Text extract ▸
How did you get the opportunity to work on such an exciting project?

In 2006, I made a conference about Blender at a Linux User Group in Italy, a couple of publishers were present. Some time later, the editor of the Italian version of Computer Arts published a four-page article about me and Blender (in issue 96). A graphic editor at Mondadori read the article, went to see my website and then contacted me to offer a freelance collaboration job.

…Arnoldo Mondadori Editore is one of the oldest and biggest Italian publishers, almost every Italian illustrator wishes to work for them (no kidding); the possibility to say “at the moment I’m collaborating with Mondadori” is considered a personal honor.

When creating the artwork, what kind of source materials were you given? Were there any liberties allowed in the recreation of the original covers?

Supplied material ▸

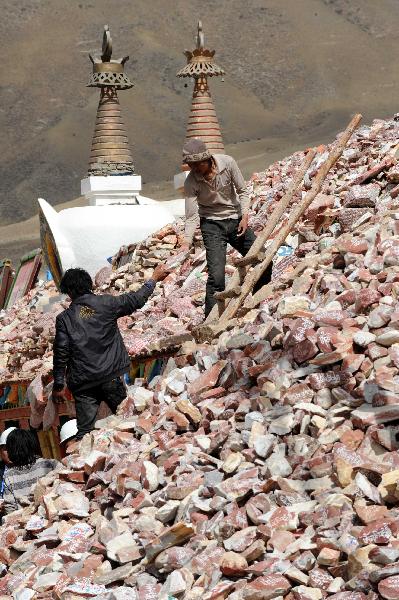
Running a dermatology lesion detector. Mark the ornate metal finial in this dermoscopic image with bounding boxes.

Task objective ▸ From the Blender interview above, pull out everything from "How did you" down to "a personal honor.", copied word for word.

Task result ▸
How did you get the opportunity to work on such an exciting project?

In 2006, I made a conference about Blender at a Linux User Group in Italy, a couple of publishers were present. Some time later, the editor of the Italian version of Computer Arts published a four-page article about me and Blender (in issue 96). A graphic editor at Mondadori read the article, went to see my website and then contacted me to offer a freelance collaboration job.

…Arnoldo Mondadori Editore is one of the oldest and biggest Italian publishers, almost every Italian illustrator wishes to work for them (no kidding); the possibility to say “at the moment I’m collaborating with Mondadori” is considered a personal honor.